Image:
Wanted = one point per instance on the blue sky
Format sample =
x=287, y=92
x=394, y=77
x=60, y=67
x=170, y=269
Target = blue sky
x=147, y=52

- [Consigne]:
Repérez, parmi les lignes ci-dessus, toutes celles qui contiennent la chaîne « blue », puis recopiez-les intégralement. La distinction entre majuscules et minuscules est prise en compte.

- [Corrigé]:
Wanted = one point per instance on the blue sky
Target = blue sky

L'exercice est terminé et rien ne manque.